◆ CONSIGNES:
1 – Résumez en deux phrases le texte sur le roman de Colette.
2 – Recopiez mot pour mot le passage du texte sur le roman de Colette compris entre « Sans doute l’ouvrage » et « 27 mars 1926) », bornes incluses.

Sans doute l’ouvrage le plus célèbre de Colette. Histoire d’amours adolescentes, un été, en Bretagne, histoire d’une initiation sensuelle, histoire, surtout, de la difficulté – souvent évoquée par l’écrivaine – de quitter le monde de l’enfance pour les compromissions du monde des adultes.
Le roman fut initialement, dans l’esprit de l’auteure, une pièce en un acte pour le Théâtre français : « Le rideau se lève, la scène est plongée dans l’obscurité, deux personnages invisibles dissertent sur l’amour avec beaucoup de science et d’expérience. Vers les dernières répliques, on donne la lampe et les spectateurs surpris s’aperçoivent que les partenaires ont réciproquement quinze et seize ans. » (Entretien avec Frédéric Lefèvre, Les Nouvelles littéraires, 27 mars 1926)
L’histoire de Phil et de Vinca prendra finalement la forme d’une série de textes brefs publiés dans Le Matin, à partir du mois de juillet 1922. La présence de titres en tête de chacun d’eux et l’absence de mention « à suivre » ne laissaient pas encore augurer d’un roman à venir. Mais, lorsque la rédaction du journal s’en rend compte et devine le tour que ne manquera pas de prendre la relation entre les deux héros adolescents, elle interrompt la publication …
De scandale, il n’est pas question, pourtant, lorsque les quinze premiers textes parus dans Le Matin, suivis d’un seizième beaucoup plus long, sont publiés en volume par les éditions Flammarion au mois de juillet 1923. Bien au contraire. Le roman, le premier que Colette signe de son seul nom, est salué par la critique. Benjamin Crémieux dans la NRF voit en Colette « la véritable créatrice de la prose féminine française », celle qui « a ouvert au style des possibilités inconnues avant elle ». Quant à Anna de Noailles, elle vante « ce don de perfection à chaque page ».
Encore aujourd’hui, on pourra juger que ce roman vaut autant par l’évocation nuancée des tourments de l’adolescence que par les descriptions de la côte cancalaise que l’écrivaine avait parcouru du temps qu’elle possédait sa villa Rozven, près de Saint-Malo.

◆ DONNÉES:
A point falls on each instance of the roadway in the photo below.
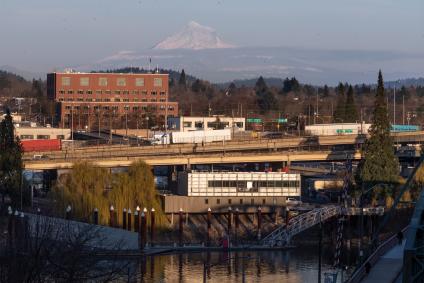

◆ CORRIGÉ:
1 – Ce roman de Colette raconte des amours adolescentes, un été, en Bretagne, et traite surtout de la difficulté de quitter le monde de l’enfance pour celui des adultes. D’abord imaginé comme une pièce en un acte, il a paru en textes brefs dans Le Matin, dont la rédaction a interrompu la publication, puis en volume chez Flammarion en juillet 1923, où il a été salué par la critique.

2 –
Sans doute l’ouvrage le plus célèbre de Colette. Histoire d’amours adolescentes, un été, en Bretagne, histoire d’une initiation sensuelle, histoire, surtout, de la difficulté – souvent évoquée par l’écrivaine – de quitter le monde de l’enfance pour les compromissions du monde des adultes.
Le roman fut initialement, dans l’esprit de l’auteure, une pièce en un acte pour le Théâtre français : « Le rideau se lève, la scène est plongée dans l’obscurité, deux personnages invisibles dissertent sur l’amour avec beaucoup de science et d’expérience. Vers les dernières répliques, on donne la lampe et les spectateurs surpris s’aperçoivent que les partenaires ont réciproquement quinze et seize ans. » (Entretien avec Frédéric Lefèvre, Les Nouvelles littéraires, 27 mars 1926)